Texto do documento —
- - - -

Lágrimas selvagens






Há, entre amigos, laços que não se vêem durante o quotidiano das nossas vidas, preenchidas pelos afazeres que delas fazem parte, mas que acabam por determinar a pessoa que somos. São esses laços que, sendo chamados à razão da sua existência nos momentos determinantes, respondem com um rotundo sim e estão presentes na sua forma mais vincada.
Ontem, compareci num local de perda. Uma perda enorme, já anunciada mas sempre imprevista, para um amigo. Nesse momento, após uma longa viagem para proporcionar o apoio devido, obrigatória na minha consciência e que, por isso, poderia até ter de me obrigar a percorrer o dobro da distância, subiu-me a empatia aos olhos e escorreu-me pela cara...
No final, aguentando-se como podia com a despedida que lhe marcava a cara de cansaço, ele cumprimentou os outros amigos, sempre sem me ver. Eu já domesticara as minha lágrimas.

- - - -

Linhas listadas —
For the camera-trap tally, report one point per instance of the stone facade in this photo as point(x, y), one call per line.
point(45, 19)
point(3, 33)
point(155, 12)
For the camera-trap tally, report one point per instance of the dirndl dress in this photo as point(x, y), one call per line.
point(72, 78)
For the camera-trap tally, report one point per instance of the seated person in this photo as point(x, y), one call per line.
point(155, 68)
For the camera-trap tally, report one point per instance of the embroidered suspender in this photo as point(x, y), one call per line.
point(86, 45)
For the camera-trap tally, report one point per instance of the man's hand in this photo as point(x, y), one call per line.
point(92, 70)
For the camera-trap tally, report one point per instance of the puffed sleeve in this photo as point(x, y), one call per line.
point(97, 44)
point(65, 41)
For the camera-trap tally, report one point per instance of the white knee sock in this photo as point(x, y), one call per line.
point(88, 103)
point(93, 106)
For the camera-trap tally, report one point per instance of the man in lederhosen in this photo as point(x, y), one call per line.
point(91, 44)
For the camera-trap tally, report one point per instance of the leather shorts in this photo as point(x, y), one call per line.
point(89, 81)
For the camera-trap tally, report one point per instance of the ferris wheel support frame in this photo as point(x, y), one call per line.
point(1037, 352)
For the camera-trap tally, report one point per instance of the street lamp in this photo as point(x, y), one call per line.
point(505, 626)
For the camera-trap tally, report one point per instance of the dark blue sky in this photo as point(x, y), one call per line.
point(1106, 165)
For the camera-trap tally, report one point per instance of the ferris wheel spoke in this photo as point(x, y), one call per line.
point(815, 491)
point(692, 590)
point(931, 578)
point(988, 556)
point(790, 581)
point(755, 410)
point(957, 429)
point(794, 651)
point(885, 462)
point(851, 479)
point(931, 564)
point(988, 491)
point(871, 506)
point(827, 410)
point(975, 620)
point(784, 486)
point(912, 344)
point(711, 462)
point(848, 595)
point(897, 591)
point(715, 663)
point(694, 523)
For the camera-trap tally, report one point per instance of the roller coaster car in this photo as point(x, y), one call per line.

- - - -

Tarefas escritas —
[a] Responde às perguntas sobre o texto do documento:
(i) Segundo o primeiro parágrafo, como respondem os laços entre amigos quando são chamados nos momentos determinantes?
(ii) Onde diz quem narra ter comparecido ontem?
(iii) No final, a quem dirigiu o amigo os cumprimentos?
[b] Transcreve sem alterações as linhas listadas entre a linha que contém "of the embroidered" e a linha que contém "point(1106, 165)", ambas incluídas.

Respostas esperadas —
[a]
(i) Com um rotundo sim.
(ii) Num local de perda.
(iii) Aos outros amigos.

[b]
For the camera-trap tally, report one point per instance of the embroidered suspender in this photo as point(x, y), one call per line.
point(86, 45)
For the camera-trap tally, report one point per instance of the man's hand in this photo as point(x, y), one call per line.
point(92, 70)
For the camera-trap tally, report one point per instance of the puffed sleeve in this photo as point(x, y), one call per line.
point(97, 44)
point(65, 41)
For the camera-trap tally, report one point per instance of the white knee sock in this photo as point(x, y), one call per line.
point(88, 103)
point(93, 106)
For the camera-trap tally, report one point per instance of the man in lederhosen in this photo as point(x, y), one call per line.
point(91, 44)
For the camera-trap tally, report one point per instance of the leather shorts in this photo as point(x, y), one call per line.
point(89, 81)
For the camera-trap tally, report one point per instance of the ferris wheel support frame in this photo as point(x, y), one call per line.
point(1037, 352)
For the camera-trap tally, report one point per instance of the street lamp in this photo as point(x, y), one call per line.
point(505, 626)
For the camera-trap tally, report one point per instance of the dark blue sky in this photo as point(x, y), one call per line.
point(1106, 165)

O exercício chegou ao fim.